= Available data =

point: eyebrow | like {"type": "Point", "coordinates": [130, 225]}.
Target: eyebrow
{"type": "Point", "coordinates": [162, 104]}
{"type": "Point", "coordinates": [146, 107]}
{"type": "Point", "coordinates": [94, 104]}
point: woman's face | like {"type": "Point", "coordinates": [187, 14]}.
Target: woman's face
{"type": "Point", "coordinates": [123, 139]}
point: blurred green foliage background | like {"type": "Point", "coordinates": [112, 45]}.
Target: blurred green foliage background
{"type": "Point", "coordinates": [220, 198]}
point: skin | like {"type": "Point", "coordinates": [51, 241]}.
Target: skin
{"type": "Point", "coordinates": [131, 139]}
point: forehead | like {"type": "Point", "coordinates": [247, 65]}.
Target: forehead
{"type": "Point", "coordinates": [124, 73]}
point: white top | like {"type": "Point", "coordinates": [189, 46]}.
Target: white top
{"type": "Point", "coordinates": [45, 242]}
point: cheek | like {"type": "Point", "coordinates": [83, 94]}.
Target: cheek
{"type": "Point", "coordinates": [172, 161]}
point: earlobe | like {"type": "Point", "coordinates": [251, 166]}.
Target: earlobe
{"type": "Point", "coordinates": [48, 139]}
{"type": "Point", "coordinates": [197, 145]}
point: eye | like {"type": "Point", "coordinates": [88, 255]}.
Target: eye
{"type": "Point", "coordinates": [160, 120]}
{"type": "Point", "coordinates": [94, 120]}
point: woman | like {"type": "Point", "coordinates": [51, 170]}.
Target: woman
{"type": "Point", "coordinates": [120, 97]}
--
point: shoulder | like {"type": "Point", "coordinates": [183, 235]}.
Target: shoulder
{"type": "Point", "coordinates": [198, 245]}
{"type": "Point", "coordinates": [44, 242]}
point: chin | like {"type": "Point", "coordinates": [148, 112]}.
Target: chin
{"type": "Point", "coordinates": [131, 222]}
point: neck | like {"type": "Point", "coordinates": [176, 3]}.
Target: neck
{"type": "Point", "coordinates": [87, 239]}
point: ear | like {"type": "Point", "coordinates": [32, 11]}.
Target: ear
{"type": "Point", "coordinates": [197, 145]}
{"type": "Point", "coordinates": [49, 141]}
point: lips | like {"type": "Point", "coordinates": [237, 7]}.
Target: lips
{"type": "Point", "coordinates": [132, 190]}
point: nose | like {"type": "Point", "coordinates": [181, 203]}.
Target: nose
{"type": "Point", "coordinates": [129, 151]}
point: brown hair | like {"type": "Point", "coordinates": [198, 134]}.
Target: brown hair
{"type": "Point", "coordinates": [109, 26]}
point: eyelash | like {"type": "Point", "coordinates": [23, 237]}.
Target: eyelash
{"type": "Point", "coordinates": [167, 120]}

= What is asked =
Tally the lines in the records above that contain the word "lips". Reply with the number alone.

= Result of this exercise =
2